▸ **YOUR INSTRUCTIONS**
Below are some records. Print exactly the lines between the one holding "[locate] camouflage trousers" and the one holding "[locate] machine gun (one", inclusive, and nothing else.

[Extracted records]
Content starts

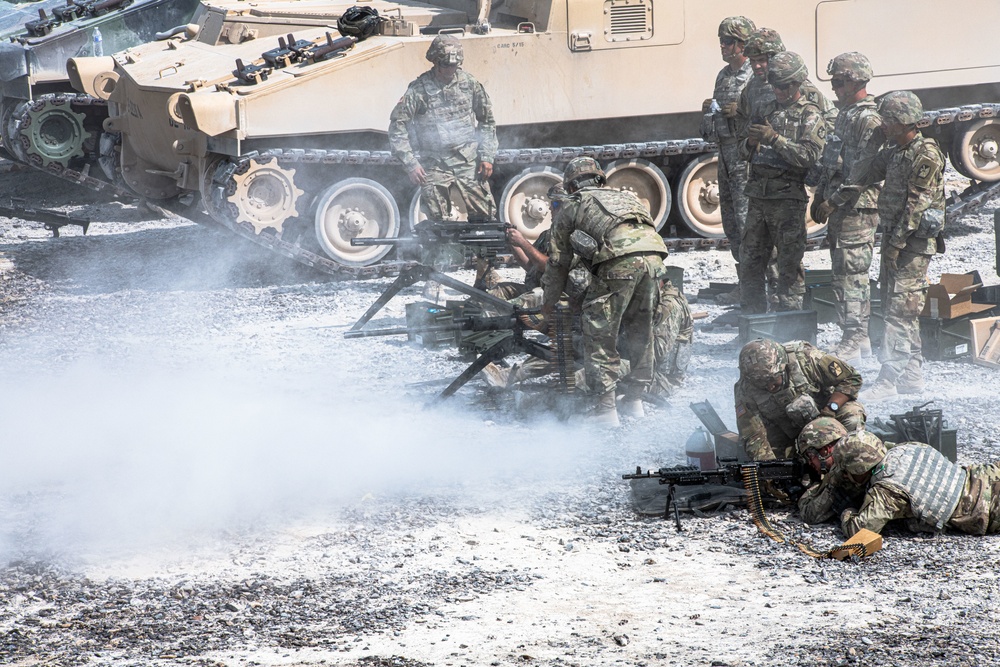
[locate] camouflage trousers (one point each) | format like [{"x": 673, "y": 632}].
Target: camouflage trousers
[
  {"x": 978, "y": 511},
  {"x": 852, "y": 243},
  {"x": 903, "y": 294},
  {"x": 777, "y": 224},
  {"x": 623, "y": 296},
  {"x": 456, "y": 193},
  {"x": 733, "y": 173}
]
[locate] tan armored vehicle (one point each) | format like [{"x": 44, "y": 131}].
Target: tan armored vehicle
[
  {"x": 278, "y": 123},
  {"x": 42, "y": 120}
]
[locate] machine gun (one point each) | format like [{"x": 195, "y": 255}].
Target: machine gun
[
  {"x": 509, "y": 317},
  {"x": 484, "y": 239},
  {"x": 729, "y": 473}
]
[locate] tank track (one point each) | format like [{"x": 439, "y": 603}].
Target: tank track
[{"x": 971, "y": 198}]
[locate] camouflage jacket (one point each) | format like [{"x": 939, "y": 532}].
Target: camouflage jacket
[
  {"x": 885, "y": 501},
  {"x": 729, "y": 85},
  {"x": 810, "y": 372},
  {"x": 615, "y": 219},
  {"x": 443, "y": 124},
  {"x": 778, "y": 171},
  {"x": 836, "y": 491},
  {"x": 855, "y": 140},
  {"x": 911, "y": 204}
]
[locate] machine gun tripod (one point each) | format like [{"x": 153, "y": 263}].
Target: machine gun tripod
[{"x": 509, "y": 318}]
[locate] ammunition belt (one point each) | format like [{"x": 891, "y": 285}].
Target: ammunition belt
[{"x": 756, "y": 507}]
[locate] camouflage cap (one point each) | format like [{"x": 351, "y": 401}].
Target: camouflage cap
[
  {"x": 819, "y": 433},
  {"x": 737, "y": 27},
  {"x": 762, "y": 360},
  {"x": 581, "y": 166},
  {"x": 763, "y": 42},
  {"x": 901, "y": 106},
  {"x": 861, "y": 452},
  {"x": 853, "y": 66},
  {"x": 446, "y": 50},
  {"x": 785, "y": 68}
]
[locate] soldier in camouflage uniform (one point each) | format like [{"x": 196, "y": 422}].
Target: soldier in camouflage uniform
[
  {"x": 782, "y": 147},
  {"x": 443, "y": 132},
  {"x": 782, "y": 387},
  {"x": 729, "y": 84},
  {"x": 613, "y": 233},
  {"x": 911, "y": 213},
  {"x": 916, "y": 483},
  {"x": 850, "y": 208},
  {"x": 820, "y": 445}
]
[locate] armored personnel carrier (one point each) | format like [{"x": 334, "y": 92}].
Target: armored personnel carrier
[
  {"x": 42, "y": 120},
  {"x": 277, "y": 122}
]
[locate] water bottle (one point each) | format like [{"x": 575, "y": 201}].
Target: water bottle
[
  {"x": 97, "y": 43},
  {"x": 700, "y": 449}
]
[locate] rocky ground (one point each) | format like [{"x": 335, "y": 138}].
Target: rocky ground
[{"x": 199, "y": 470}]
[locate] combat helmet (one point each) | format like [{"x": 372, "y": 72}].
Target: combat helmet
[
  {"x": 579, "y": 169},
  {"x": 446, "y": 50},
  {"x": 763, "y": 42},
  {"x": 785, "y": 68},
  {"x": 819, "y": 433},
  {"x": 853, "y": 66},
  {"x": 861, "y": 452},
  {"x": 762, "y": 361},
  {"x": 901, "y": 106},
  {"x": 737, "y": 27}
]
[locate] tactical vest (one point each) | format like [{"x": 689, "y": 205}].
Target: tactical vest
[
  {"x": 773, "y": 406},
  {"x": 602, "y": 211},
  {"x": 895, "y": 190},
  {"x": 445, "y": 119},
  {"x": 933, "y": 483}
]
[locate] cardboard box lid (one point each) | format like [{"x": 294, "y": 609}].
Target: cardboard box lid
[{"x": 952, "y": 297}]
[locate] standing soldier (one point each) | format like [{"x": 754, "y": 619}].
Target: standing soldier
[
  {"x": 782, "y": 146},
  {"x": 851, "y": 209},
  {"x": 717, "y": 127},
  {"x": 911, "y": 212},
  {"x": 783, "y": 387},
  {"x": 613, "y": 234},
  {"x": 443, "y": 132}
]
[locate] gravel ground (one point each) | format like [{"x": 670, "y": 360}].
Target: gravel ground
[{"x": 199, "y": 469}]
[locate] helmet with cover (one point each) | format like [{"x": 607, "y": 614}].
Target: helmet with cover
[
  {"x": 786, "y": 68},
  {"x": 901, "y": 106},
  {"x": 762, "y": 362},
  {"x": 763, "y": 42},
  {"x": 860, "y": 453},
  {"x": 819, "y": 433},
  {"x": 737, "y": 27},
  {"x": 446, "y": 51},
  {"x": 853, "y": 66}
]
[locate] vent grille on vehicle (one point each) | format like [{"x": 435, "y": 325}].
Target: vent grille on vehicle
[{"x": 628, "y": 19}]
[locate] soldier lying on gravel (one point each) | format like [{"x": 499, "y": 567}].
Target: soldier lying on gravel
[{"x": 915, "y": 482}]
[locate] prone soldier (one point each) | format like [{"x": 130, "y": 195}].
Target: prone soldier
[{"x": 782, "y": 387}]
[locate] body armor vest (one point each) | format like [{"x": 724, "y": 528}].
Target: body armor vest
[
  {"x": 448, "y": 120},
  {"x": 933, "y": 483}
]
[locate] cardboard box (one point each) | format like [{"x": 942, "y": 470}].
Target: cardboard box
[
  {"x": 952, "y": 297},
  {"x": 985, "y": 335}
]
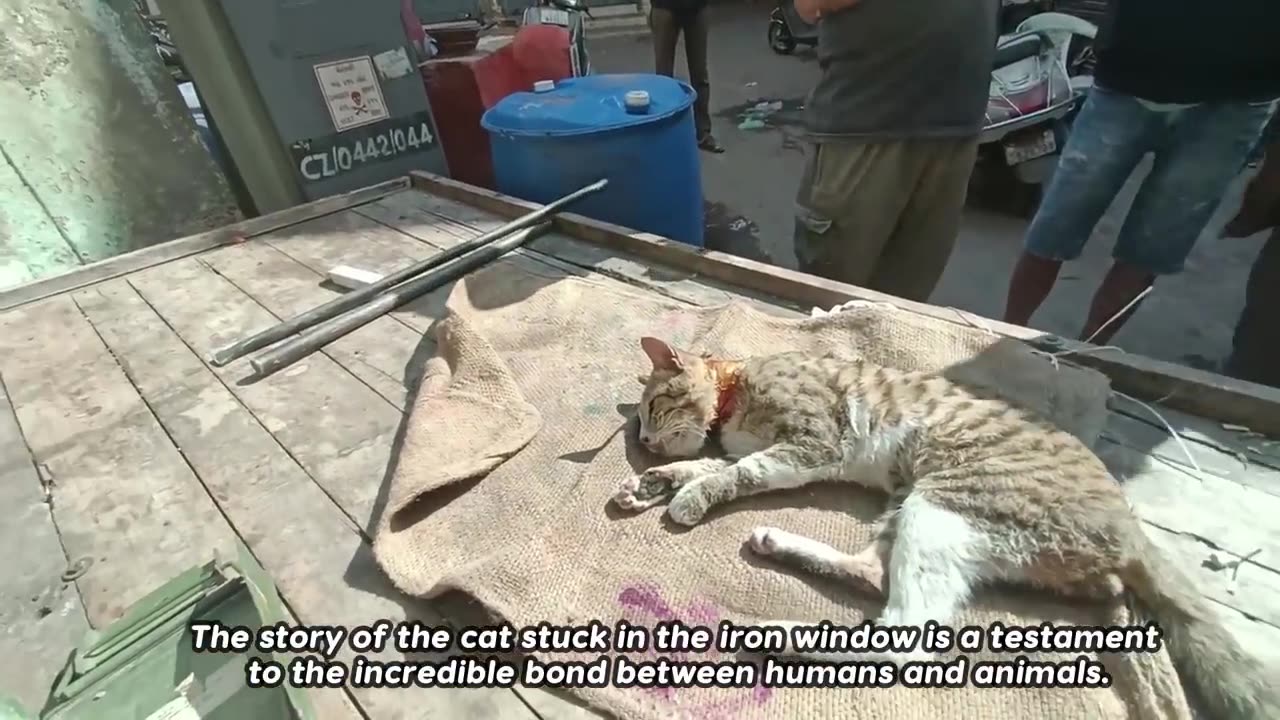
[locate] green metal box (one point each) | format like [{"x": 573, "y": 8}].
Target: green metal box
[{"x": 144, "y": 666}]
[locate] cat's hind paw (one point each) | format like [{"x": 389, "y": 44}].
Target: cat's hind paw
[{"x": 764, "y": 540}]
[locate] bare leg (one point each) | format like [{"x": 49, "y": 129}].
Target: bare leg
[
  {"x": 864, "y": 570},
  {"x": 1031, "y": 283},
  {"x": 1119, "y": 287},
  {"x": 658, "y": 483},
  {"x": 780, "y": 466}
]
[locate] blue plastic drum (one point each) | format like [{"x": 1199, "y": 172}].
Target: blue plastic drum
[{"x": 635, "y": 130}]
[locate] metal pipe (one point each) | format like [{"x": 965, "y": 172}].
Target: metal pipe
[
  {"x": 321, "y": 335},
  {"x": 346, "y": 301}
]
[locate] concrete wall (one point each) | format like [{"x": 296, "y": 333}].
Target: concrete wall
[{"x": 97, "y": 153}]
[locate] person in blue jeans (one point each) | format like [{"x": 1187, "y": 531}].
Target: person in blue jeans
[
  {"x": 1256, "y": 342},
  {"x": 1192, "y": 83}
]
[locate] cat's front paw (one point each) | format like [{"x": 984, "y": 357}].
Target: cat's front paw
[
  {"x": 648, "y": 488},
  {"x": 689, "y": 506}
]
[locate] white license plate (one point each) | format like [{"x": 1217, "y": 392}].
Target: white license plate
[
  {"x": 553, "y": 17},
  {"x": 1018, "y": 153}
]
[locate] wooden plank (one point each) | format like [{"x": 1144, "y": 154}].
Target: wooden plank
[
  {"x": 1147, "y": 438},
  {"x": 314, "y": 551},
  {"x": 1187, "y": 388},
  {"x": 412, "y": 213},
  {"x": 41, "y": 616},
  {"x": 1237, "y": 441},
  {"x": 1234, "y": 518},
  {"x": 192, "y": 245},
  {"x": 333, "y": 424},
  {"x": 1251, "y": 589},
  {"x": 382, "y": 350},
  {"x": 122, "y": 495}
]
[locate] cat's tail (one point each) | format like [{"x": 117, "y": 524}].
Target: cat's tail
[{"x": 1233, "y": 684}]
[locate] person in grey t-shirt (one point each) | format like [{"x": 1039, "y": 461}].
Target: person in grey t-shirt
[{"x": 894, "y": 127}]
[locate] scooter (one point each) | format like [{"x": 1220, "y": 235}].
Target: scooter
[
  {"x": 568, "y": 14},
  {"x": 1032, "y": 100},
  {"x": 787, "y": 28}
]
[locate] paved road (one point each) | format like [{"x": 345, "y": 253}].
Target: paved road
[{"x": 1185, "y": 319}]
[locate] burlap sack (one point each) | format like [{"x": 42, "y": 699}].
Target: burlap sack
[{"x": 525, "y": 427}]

Content ends
Content starts

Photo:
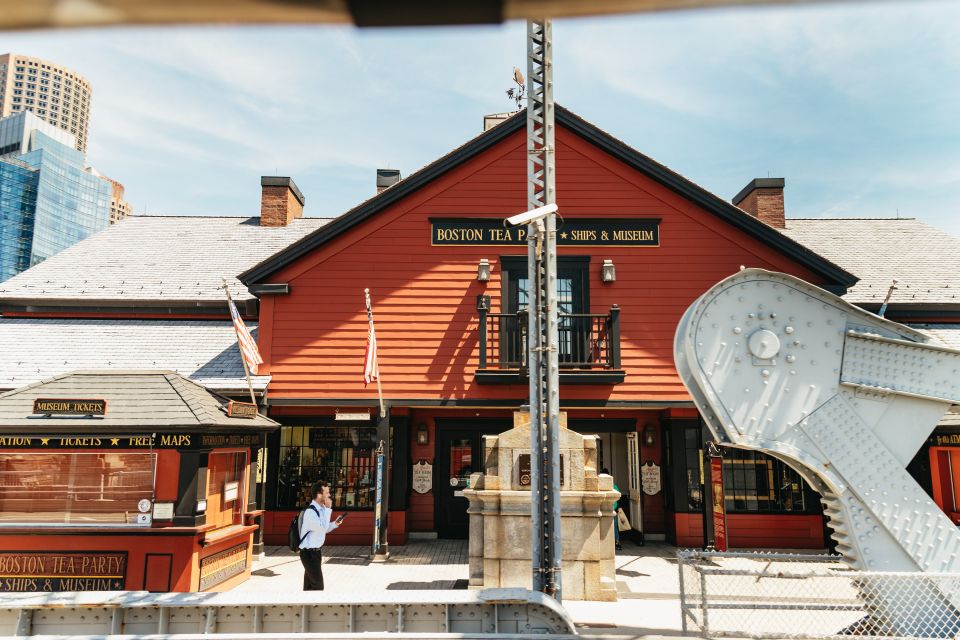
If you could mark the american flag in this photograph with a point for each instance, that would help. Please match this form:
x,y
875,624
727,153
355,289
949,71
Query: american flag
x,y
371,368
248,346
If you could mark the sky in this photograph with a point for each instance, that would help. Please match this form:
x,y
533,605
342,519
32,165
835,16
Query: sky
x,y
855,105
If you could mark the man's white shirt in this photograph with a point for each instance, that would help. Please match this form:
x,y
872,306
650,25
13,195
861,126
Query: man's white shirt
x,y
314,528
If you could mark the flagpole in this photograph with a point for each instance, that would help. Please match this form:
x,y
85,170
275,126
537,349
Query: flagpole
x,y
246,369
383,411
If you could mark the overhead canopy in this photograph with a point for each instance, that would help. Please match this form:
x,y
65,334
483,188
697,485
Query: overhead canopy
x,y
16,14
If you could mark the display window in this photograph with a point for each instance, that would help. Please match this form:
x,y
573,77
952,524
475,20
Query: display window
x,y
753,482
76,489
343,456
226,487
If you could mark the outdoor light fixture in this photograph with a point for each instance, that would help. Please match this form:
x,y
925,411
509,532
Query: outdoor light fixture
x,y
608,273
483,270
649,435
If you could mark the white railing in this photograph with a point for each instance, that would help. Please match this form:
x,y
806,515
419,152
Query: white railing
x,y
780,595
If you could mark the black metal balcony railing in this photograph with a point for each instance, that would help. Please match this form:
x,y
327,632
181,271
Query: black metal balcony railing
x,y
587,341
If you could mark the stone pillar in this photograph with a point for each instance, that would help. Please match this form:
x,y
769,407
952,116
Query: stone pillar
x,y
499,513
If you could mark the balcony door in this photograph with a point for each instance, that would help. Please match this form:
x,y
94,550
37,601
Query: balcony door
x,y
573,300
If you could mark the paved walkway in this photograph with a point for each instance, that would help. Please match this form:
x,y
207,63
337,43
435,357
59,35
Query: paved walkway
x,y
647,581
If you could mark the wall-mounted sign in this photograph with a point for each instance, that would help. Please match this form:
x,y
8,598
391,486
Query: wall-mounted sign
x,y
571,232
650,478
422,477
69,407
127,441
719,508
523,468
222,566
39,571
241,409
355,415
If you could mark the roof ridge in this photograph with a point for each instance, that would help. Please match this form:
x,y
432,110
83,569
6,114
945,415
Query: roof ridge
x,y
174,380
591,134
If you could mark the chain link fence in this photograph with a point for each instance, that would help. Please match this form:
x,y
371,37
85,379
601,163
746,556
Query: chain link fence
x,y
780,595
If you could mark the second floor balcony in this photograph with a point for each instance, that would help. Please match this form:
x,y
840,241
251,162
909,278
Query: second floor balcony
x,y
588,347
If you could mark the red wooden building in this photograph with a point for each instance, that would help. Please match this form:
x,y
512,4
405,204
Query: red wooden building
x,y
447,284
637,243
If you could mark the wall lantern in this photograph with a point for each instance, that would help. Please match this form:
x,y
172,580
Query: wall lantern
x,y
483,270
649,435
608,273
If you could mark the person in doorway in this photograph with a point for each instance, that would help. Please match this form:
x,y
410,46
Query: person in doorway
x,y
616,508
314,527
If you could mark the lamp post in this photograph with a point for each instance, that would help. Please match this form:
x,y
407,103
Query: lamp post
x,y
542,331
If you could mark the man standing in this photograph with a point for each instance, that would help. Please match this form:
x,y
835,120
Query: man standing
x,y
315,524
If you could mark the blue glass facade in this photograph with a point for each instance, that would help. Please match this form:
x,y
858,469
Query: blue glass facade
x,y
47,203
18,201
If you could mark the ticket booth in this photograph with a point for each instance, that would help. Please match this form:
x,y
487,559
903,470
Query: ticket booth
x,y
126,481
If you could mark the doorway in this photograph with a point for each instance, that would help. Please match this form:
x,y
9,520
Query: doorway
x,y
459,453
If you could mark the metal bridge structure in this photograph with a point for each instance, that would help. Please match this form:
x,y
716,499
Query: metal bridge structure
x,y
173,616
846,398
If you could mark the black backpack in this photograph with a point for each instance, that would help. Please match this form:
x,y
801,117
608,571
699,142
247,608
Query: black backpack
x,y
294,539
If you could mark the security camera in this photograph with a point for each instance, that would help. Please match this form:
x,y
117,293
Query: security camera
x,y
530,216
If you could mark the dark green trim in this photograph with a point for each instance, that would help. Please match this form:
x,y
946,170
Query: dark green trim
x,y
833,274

Content ends

▸ **RESPONSE TO THIS TASK**
[locate] camouflage trousers (one point each) | format like [{"x": 673, "y": 632}].
Target: camouflage trousers
[
  {"x": 978, "y": 511},
  {"x": 852, "y": 243},
  {"x": 903, "y": 294},
  {"x": 777, "y": 224},
  {"x": 623, "y": 296},
  {"x": 456, "y": 193},
  {"x": 733, "y": 173}
]
[locate] tan armored vehicle (one point each) | format like [{"x": 44, "y": 131}].
Target: tan armored vehicle
[
  {"x": 278, "y": 123},
  {"x": 42, "y": 120}
]
[locate] machine gun (one point each) | format like [{"x": 195, "y": 255}].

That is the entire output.